■ **BRANO ESTRATTO**:

No, ti prego, non provare a vendermi un cd anche tu. «Ma guarda che ho tutti i generi, sicuramente trovi qualcosa che ti piace».

Ecco, tieni un euro.«Io non sono qui per fare l’elemosina, sono qui per vendere».

Lo so. Ma poi mi ritrovo ad aver speso due euro e cinquanta per niente, visto che in macchina non ascolto cd, solo la radio.«Non posso prendere un euro così, senza darti nulla in cambio».

Fammi pensare. Ho un’idea, un euro per la tua storia. È un po’ poco, voglio dire, le storie non le pago ma se le pagassi sarebbe un po’ poco, ma almeno non ti ho dato niente per niente. Che ne dici?«Ho capito. Tu sei la stessa che ha scritto la storia di Lenny?».

Esatto.«Dai, ci sto».

Allora affare fatto. Raccontami di te, della tua vita prima dell’Italia.«In Senegal facevo il fotografo. Avevo studiato quattro anni fotografia, poi mi ero aperto un negozietto tutto mio».

Sviluppavi foto?«Sì, ma con il mio dipendente ci occupavamo anche di matrimoni, servizi fotografici, feste varie. Un po’ di tutto».

Andavano bene gli affari?«Tutto sommato sì. In Senegal non puoi mai dire di stare bene, quello no. Si guadagna poco, qualsiasi cosa si faccia. Ma io non mi potevo lamentare. Ero proprietario dei muri del negozio, avevo un dipendente e il lavoro non mancava. Ero un piccolo imprenditore, avevo la mia autonomia. Per questo non mi piace accettare soldi per niente: lede la mia autostima. Non siamo tutti uguali in questo parcheggio, ognuno ha il suo punto di vista».

Visto che tutto andava per il meglio, perché sei partito?«Ho fatto un errore».

Spiega.«Tutti gli amici emigrati mi dicevano che qui si guadagna tantissimo, che la vita cambia. Erano talmente convinti ed entusiasti, che mi sono lasciato contagiare. Un bel giorno, ho venduto tutto: negozio, attrezzature, macchinari, proprio tutto. E poi mi sono messo in viaggio».

Come sei arrivato qui?«Con un permesso turistico, che ovviamente adesso è scaduto, considerato che sono passati due anni dal giorno del mio arrivo, e con un volo intercontinentale che mia ha scaricato a Milano. Sapevo che l’Italia avrebbe cambiato la mia vita, ma non in questo modo».

Non era come ti avevano raccontato, giusto? Sai quante persone prima di te mi hanno detto la stessa cosa?«Esatto. È facile parlare se si fa l’operaio e si ha un posto a tempo indeterminato in un’azienda, con tutti i diritti e tutte le garanzie. Per me quel posto non c’era e io non avevo i soldi per vivere qui. Quali alternative avevo? Ho contattato alcuni connazionali e ho iniziato a vendere cd qui al parcheggio dell’ospedale. L’unica cosa positiva è che non ho orari e sono autonomo. Basta. Scusa, ma vado un attimo da quella signora che magari compra qualcosa».

■ **MATERIALE**:

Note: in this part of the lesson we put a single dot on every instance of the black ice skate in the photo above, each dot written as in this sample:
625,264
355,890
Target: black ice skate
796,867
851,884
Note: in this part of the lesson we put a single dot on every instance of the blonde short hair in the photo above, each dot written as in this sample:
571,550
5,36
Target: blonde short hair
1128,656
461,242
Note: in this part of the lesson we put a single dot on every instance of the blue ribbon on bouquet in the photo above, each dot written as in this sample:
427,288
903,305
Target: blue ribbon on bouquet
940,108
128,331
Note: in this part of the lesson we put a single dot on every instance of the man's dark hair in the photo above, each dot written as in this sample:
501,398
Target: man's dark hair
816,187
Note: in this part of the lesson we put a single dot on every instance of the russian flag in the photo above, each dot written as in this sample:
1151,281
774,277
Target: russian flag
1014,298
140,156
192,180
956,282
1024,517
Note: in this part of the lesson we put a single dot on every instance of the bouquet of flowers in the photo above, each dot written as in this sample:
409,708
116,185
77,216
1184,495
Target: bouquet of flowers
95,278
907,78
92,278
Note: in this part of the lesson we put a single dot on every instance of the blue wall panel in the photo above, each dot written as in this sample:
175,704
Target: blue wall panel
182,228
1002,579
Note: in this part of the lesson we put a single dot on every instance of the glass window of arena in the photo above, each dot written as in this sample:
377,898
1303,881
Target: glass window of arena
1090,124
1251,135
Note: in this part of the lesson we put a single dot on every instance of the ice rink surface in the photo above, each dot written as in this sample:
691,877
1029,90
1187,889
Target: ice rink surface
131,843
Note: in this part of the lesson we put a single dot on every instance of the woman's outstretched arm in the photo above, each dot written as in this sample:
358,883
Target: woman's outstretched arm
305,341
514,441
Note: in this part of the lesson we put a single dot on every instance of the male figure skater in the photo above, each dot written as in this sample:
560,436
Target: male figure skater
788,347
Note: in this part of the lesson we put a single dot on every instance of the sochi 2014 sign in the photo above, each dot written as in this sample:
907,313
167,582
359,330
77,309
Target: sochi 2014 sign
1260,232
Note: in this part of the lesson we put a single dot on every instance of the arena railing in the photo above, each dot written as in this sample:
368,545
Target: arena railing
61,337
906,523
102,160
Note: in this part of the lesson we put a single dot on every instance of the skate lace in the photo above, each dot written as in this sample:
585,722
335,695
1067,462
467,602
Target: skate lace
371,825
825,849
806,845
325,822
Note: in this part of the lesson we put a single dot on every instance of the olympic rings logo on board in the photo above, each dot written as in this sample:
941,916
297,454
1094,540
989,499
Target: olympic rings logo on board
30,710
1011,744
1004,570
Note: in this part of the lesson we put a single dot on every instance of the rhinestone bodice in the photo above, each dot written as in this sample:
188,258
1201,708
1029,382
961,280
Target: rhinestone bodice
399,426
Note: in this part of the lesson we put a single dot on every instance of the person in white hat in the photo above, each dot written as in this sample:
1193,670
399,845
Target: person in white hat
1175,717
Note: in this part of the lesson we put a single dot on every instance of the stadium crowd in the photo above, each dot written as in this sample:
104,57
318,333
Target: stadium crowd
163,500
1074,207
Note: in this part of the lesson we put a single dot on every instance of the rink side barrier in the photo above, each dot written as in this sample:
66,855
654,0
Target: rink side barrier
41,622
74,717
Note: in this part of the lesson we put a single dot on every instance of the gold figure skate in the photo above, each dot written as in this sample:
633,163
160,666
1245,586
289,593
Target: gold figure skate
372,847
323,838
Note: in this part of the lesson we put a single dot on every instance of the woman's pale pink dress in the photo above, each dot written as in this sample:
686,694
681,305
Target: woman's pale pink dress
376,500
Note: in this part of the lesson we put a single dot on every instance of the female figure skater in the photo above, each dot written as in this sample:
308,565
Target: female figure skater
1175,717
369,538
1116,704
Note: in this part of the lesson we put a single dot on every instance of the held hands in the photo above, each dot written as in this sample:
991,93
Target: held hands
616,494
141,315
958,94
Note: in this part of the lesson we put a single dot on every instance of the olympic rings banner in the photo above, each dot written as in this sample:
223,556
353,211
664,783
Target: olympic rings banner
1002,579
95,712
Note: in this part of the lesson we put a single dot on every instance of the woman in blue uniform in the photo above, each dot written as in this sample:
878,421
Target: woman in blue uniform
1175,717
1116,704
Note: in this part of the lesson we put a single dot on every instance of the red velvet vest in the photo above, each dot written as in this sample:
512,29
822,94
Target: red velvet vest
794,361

■ **SU COSA LAVORARE**:
• A. Indica se ciascuna affermazione concorda con il brano, rispondendo sì o no e citando alla lettera le parole del brano che lo stabiliscono: (i) In Senegal il venditore aveva studiato fotografia per quattro anni prima di aprire un proprio negozio. (ii) Il venditore è entrato in Italia con un permesso di lavoro. (iii) Il venditore vende cd davanti a un supermercato.
• B. Rispondi in base al brano:
(i) Quanto tempo è trascorso dall'arrivo del venditore?
(ii) In quale città lo ha lasciato il volo intercontinentale?
(iii) Che cosa ascolta in macchina chi fa le domande?
• C. Secondo il brano, perché il venditore non vuole accettare soldi senza dare nulla in cambio? Rispondi in una, due o tre frasi.
Per rispondere basati soltanto sul brano.

■ **RISPOSTE**:
• A.
(i) Sì: «Avevo studiato quattro anni fotografia, poi mi ero aperto un negozietto tutto mio».
(ii) No: «Con un permesso turistico».
(iii) No: «ho iniziato a vendere cd qui al parcheggio dell’ospedale».

• B.
(i) Due anni.
(ii) Milano.
(iii) Solo la radio.

• C. In Senegal il venditore era un piccolo imprenditore con la sua autonomia: possedeva i muri del negozio e aveva un dipendente. Per questo accettare soldi per niente lede la sua autostima.